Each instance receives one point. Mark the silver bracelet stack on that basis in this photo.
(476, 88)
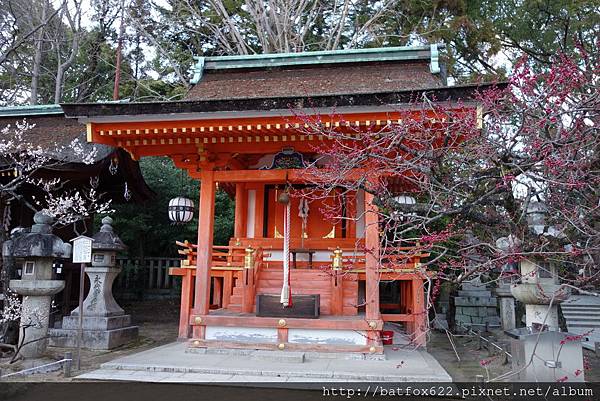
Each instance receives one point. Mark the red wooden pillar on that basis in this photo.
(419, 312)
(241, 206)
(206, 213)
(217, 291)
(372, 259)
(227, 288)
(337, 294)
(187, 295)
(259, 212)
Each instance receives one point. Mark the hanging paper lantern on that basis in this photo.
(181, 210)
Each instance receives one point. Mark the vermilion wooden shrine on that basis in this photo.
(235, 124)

========

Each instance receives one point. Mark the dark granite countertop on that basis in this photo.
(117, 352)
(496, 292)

========

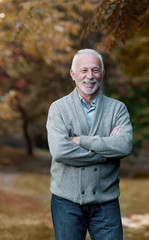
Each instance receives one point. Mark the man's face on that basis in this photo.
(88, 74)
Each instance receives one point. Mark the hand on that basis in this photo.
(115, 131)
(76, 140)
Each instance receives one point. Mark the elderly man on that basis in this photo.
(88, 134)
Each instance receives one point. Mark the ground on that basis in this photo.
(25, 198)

========

_Aim of the exercise_
Pick out every line of the material above that contains the string "Each", matching case exactly.

_Expected answer_
Each instance receives one point. Mark the silver bracelet stack on that basis in this photo.
Each instance receives one point. Mark the red wooden pillar on that basis in this photo.
Each instance receives one point. Mark the hanging paper lantern on that basis in this photo.
Each instance receives one point. Mark the vermilion wooden shrine on that basis in this photo.
Each instance receives one point. Mark the dark granite countertop on that basis in this photo.
Each instance receives one point. Mark the man's face on that basis in this photo.
Each instance receives one point. Mark the hand on that basis in this photo.
Each instance receives one point. Mark the elderly man on that basis in this photo.
Each instance receives one point. Mark the ground on that basis in this photo.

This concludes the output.